**Text zur Analyse**
Neuer Kurs im Wirtschaftsministerium: Der Wind hat sich gedreht

Radikale Gegner der Energiewende gewinnen an Einfluss – und bremsen die Windkraft aus. Selbst die Industrie protestiert.

Ein Bauwagen steht vor Windrädern. Drauf steht, dass alles unter einem Kilometer Abstand krank macht

Die Windkraftgegner sind überall – auch im Bundeswirtschaftsministerium Foto: Paul Langrock / Agentur Zenit

Berlin taz | Der 5. September 2019 war ein angenehmer Spätsommertag in Berlin. Im Bundeswirtschaftsministerium hatte Peter Altmaier (CDU) zum „Windgipfel“ geladen: Vertreter der Industrie, der Behörden und der Länder saßen zusammen, um sich gegen die Krise zu wappnen. „Wir möchten, dass diese Branche erhalten bleibt und dass sie eine Zukunftsperspektive hat“, erklärte der Minister nach dem Treffen.

Direkt nach dem Gipfel hatte Altmaier noch einen internen Termin: In der Eingangshalle des Wirtschaftsministeriums, eines wuchtigen wilhelminischen Baus in der Nähe des Berliner Hauptbahnhofs, warteten etwa hundert Mitarbeiter des Ministeriums. Bei Butterbrezeln und Getränken wurde der Leiter der Abteilung „Energie­politik – Strom und Netze“ verabschiedet. Urban Rid, der für die erneuerbaren Energien und die Energiewende bereits im Kanzleramt und im Umweltministerium zuständig war, hatte die Abteilung seit 2013 geführt.

**Angezeigte Daten**

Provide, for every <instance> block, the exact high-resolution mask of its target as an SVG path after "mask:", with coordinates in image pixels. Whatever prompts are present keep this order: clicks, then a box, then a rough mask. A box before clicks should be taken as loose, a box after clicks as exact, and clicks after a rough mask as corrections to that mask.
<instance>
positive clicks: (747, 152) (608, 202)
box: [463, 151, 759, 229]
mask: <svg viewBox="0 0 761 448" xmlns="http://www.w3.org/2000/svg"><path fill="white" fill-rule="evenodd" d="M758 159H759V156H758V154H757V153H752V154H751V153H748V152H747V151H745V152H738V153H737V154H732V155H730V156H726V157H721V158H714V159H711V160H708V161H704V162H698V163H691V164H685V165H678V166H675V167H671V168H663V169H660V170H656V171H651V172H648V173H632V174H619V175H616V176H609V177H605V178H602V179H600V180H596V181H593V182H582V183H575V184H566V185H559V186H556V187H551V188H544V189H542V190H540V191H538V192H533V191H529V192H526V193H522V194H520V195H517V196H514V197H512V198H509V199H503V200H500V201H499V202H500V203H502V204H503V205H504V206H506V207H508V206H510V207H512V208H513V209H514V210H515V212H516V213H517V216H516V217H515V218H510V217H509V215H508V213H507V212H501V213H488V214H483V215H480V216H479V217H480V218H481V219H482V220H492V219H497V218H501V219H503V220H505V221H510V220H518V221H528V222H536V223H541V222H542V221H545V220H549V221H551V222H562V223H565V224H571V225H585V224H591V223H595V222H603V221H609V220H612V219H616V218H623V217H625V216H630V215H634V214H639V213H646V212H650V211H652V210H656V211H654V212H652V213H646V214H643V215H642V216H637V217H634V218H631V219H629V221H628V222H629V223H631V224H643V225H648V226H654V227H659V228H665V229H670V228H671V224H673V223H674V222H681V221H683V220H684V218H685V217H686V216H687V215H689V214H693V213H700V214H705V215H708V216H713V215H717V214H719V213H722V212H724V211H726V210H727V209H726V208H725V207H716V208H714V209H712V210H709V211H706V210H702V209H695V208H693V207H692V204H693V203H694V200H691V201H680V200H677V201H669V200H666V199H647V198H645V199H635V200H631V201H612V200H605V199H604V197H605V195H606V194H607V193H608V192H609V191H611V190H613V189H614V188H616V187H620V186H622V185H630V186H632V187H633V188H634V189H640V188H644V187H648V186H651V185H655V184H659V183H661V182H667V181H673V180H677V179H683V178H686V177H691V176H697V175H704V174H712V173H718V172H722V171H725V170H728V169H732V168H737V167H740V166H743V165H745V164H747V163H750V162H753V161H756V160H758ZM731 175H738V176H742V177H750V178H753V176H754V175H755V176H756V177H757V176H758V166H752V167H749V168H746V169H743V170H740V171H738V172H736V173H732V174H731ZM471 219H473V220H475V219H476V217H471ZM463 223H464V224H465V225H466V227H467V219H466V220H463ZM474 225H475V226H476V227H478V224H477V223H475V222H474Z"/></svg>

**Deine Aufgabe**
Greif den Artikel über den neuen Windkraftkurs im Wirtschaftsministerium nach seinem letzten Satz wieder auf und schreib ihn weiter.

**Ausgabe**
Mit launigen Vorträgen und Reden wurde der Beamte in Pension geschickt und seine Nachfolgerin begrüßt: Stephanie von Ahlefeldt. Im roten Kleid machte sie bei dem Empfang Small Talk. Aber unter den Mitarbeitern des Ministeriums sorgten sich nicht wenige, dass nun ein anderer Wind wehen würde. Denn mit der Neubesetzung ist diese Schaltstelle der Energiewende in die Hände derjenigen geraten, die dieses Projekt schon immer bekämpft haben.

Zuvor hat von Ahlefeldt nämlich im Büro von CDU-Fraktionsvize und Union-Mittelstandschef Carsten Linnemann gearbeitet. Der hatte schon vor fünf Jahren ein Ende der rechtlichen Privilegien sowie Mindestabstände für Windräder gefordert, um die Kommunen vor „immer mehr Bauanträgen für neue Anlagen“ zu schützen. Davor war sie für den CDU-Abgeordneten Michael Fuchs tätig, einen energiepolitischen Hardliner, der den Atomausstieg bis heute für einen Fehler hält und bei jeder Gelegenheit gegen die Klimaschutzpolitik der Bundesregierung polemisiert, die er für „Planwirtschaft“ hält.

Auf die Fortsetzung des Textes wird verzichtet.